▶ **Tasks**
• 1. Rewrite the article about the film Hooking Up from "The elevator pitch" to "dimension to it.", replacing "rom-com" with "romantic comedy".
• 2. Please continue the article about the film Hooking Up from where it stops.

Selection start

The elevator pitch for Brittany Snow and Sam Richardson’s new film, Hooking Up (which is available on VOD), reads like an ’80s sex comedy. “A romance columnist meets a sad sack near virgin and they bone across the country on an epic road trip!” But while that’s a true representation of the film’s basic plot, it doesn’t touch on the level of damage both Snow and Richardson’s characters are working through, bringing depth to the story in a way that allows Hooking Up to feel like a unique (and, it should be said, good) entry in the rom-com genre. And as Richardson told Uproxx during a recent interview, that was part of the appeal to taking on a role that might, not break his on-screen nice guy streak, but add dimension to it.

Selection end
Items start

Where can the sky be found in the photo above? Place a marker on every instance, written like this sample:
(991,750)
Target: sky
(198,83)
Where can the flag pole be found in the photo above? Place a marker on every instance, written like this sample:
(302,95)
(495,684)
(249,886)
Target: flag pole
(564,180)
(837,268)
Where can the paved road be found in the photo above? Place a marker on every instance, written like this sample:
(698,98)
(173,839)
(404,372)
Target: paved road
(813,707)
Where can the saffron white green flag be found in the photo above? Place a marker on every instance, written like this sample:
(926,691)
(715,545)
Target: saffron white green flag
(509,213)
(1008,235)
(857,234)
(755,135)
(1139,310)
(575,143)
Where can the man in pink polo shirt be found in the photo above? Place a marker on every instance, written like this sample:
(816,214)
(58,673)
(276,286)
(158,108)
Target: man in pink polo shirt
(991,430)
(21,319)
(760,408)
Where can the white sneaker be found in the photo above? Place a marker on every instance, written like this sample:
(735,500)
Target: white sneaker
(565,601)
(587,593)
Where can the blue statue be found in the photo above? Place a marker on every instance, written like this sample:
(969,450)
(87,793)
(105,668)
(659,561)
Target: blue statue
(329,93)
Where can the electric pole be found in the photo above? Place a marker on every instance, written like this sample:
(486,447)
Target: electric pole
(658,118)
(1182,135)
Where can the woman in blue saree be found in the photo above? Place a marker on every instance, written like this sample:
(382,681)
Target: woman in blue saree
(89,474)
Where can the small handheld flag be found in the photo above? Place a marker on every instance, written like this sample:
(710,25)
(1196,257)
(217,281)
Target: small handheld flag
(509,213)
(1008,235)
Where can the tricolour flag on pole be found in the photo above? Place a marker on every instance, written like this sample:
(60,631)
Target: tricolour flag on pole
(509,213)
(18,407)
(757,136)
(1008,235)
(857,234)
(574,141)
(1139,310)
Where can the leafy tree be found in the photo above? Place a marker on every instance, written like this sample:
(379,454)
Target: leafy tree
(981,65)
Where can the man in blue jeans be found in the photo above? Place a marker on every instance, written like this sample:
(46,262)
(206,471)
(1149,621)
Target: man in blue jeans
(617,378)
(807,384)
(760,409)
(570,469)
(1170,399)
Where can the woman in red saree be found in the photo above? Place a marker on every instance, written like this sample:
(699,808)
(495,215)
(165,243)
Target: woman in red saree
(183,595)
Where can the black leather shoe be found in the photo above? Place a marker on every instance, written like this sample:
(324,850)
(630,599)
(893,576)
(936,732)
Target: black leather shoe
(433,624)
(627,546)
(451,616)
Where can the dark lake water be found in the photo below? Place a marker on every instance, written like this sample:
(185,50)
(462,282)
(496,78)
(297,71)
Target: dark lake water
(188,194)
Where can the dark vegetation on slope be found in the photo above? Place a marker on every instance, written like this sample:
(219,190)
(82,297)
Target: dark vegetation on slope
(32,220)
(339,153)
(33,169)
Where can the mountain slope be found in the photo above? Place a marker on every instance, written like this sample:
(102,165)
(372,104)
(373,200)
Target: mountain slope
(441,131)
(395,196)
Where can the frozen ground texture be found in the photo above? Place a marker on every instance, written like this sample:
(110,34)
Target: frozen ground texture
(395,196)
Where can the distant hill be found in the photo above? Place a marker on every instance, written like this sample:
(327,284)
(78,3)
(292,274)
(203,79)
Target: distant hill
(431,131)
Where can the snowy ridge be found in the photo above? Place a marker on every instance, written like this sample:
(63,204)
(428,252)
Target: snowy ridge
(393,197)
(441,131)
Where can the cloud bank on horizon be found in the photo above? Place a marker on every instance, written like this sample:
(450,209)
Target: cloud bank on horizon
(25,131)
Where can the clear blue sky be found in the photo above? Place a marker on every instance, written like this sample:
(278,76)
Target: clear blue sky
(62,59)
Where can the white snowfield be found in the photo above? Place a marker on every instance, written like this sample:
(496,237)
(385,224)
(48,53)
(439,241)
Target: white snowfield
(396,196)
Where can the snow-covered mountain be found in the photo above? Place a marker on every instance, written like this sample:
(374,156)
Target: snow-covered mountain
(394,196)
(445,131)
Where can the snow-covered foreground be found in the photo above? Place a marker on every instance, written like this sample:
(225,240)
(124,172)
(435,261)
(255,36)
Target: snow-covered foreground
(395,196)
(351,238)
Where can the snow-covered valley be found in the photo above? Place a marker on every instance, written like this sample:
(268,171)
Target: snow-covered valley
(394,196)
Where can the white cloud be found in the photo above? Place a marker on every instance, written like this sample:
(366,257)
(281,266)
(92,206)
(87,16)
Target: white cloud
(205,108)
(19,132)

Items end

▶ **Response list**
• 1.
The elevator pitch for Brittany Snow and Sam Richardson’s new film, Hooking Up (which is available on VOD), reads like an ’80s sex comedy. “A romance columnist meets a sad sack near virgin and they bone across the country on an epic road trip!” But while that’s a true representation of the film’s basic plot, it doesn’t touch on the level of damage both Snow and Richardson’s characters are working through, bringing depth to the story in a way that allows Hooking Up to feel like a unique (and, it should be said, good) entry in the romantic comedy genre. And as Richardson told Uproxx during a recent interview, that was part of the appeal to taking on a role that might, not break his on-screen nice guy streak, but add dimension to it.

• 2.
Connecting more than a week ago when things were still on the precipice of whatever the hell this week has been, Richardson reflected on his character, Bailey’s, rough ride through life, offering an increasingly useful view of how people cope by searching for levity in dark times. But the interview isn’t all so serious. We also discussed why it’s creepy when people laugh during sex, Detroiters (his and Tim Robinson’s sadly departed Comedy Central show), his possibly cursed directorial aspirations, and how Veep changed his view of politics (okay, that last part is a little depressing).
You inadvertently altered the course of my life last time we spoke. I asked you about the great Coney dog debate. I was on a trip from Cleveland to Chicago two weeks later and basically made my wife turn off so I could visit Detroit to see for myself.
I tried both. Side by side in front of Lafayette and American. Loved them both. But yeah, the Lafayette definitely has the edge. Then I zipped past the massive abandoned train station from Justice League, Motown, and where Tigers Stadium used to be before heading down the road to eat my bodyweight in deep dish pizza.
[Laughs] I’m so glad. It’s my job as an ambassador for Detroit to make sure you do all the right things when you go there.
Honestly, I hated that I had to zip through. Honestly, I would have liked some more time there.
You should go back.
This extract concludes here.